### MATERIAL SUPPLIED
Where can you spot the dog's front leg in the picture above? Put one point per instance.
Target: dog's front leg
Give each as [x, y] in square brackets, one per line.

==

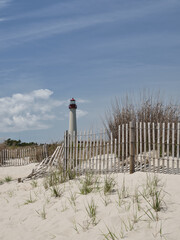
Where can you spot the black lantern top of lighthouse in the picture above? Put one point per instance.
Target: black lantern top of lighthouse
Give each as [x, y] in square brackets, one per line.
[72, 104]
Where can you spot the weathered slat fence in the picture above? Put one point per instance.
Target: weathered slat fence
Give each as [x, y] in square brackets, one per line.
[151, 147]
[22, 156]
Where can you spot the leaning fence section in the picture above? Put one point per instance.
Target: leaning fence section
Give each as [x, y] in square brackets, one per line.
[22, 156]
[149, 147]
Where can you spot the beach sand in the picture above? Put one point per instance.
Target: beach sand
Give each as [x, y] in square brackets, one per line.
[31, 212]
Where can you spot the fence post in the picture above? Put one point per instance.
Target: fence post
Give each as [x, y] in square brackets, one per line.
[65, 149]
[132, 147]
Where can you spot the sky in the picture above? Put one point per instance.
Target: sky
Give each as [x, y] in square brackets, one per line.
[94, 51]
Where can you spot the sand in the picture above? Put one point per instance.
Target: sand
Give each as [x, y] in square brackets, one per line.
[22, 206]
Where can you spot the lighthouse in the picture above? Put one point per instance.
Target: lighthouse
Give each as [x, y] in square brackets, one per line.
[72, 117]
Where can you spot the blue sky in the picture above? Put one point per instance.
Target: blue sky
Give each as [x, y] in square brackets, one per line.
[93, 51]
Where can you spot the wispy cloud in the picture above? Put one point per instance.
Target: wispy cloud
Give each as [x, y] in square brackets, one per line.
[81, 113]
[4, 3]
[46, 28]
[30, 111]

### PROBLEM STATEMENT
List each row above that contains the word "lighthouse", copying every such row in full.

### SOLUTION TO THE EXERCISE
Where can you spot the black lantern top of lighthouse in the picture above? Put one point per instance.
Target: black lantern top of lighthouse
Where can you spot the lighthouse in the picture above? Put one point per instance.
Target: lighthouse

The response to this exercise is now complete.